** WHAT IS REQUIRED **
Pull every line of the entries that has the word "each".

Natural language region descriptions

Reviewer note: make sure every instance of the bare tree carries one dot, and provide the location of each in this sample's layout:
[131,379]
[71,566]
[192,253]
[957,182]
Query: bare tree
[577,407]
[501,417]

...

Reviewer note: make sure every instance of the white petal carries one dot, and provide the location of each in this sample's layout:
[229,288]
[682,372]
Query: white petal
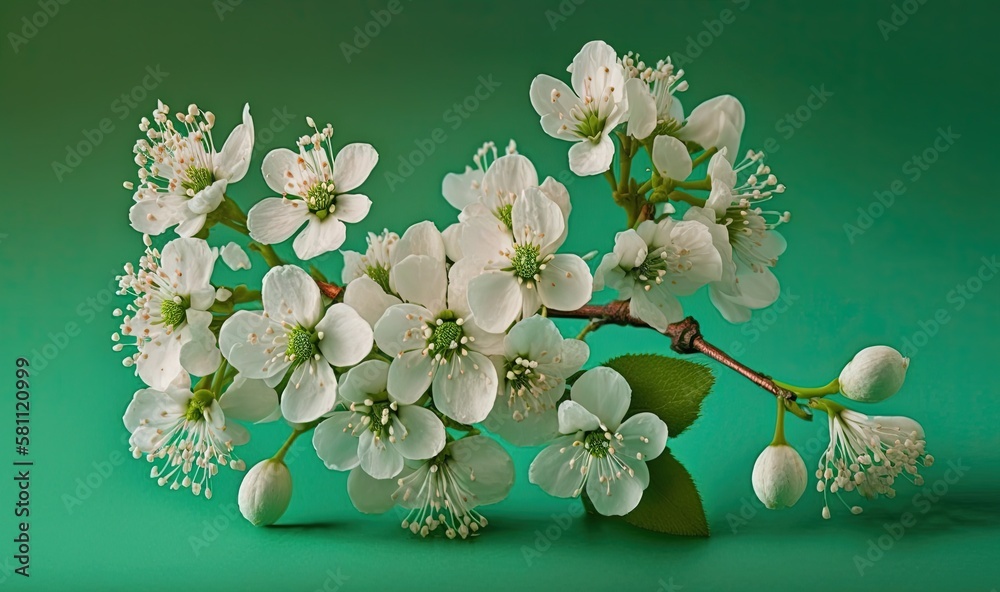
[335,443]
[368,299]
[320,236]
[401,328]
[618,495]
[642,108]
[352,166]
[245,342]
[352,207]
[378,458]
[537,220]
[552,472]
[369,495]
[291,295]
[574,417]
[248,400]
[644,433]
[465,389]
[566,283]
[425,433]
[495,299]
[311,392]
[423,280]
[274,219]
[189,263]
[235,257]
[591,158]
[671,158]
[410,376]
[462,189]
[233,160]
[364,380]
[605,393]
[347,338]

* * *

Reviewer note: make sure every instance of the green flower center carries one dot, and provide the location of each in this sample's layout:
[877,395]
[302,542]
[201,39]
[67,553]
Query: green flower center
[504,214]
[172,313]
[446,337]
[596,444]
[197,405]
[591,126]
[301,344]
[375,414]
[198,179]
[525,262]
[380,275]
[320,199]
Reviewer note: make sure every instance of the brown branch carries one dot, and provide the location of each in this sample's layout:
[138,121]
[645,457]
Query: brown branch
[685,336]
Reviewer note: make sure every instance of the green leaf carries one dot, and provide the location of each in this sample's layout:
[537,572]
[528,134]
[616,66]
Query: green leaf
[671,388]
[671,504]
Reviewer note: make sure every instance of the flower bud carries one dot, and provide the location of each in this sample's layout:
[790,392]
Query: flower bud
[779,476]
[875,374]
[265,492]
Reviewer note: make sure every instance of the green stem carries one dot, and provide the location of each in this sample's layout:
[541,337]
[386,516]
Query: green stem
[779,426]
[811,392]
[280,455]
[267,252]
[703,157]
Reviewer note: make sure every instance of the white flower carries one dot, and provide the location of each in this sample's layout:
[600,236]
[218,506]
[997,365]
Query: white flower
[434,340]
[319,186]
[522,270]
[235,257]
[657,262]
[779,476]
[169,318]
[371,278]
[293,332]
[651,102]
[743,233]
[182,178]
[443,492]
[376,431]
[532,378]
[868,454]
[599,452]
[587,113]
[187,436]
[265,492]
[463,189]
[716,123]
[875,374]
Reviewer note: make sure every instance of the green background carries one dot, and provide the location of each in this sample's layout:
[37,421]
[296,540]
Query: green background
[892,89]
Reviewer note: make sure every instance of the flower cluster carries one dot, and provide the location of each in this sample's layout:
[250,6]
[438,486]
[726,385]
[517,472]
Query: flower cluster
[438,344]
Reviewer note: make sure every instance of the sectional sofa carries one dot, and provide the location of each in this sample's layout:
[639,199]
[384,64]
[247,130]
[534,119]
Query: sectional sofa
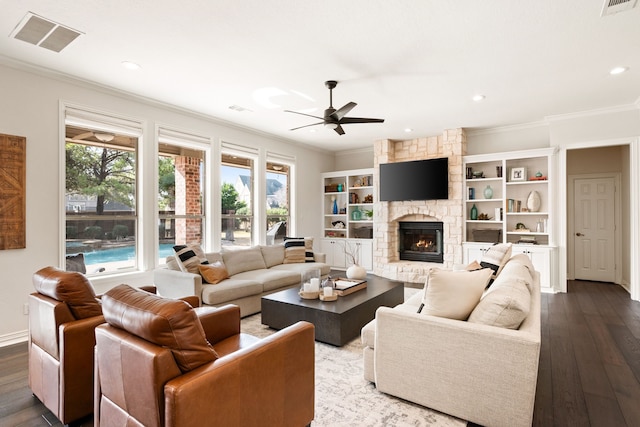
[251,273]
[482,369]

** OUTPUT BELOW **
Reviewer note: make sure every instance of the bare tree carries one dot, and provide the location of each in this sample's layout:
Reviewer note: make sure every instance of the white petal carries one dot, and provide the location of each in this sample's layout:
Reviewer note: make sure every instance of the green flower center carries one dot, and provide the location of each in this sample's layout:
Reviewer note: make sure every instance of the brown branch carries one dot, and provide the location of each in this sample's layout:
Reviewer note: make sure every instance of the green leaf carries one dot, and provide the location of each in this sample's layout:
Reviewer note: make sure every instance of the flower bud carries one dot, and provide the location of each in this sample's layout:
Reviewer note: make sure every instance of the green stem carries one dot, and provide the location of each in this sample's layout:
Reviewer note: make sure every instance of the white flower carries one dot, and provide the location of each in this sample's layout:
Reviewer note: make sure every instance of the green background carries one dot, and provide the location of each in this sample's layout:
Reviewer note: make sure every instance of the flower cluster carries one dot, and provide the location of each in this sample's layout:
Reviewer note: make sure every instance of the sectional sofa carries one dot, and provide the location of each in this sample's layout:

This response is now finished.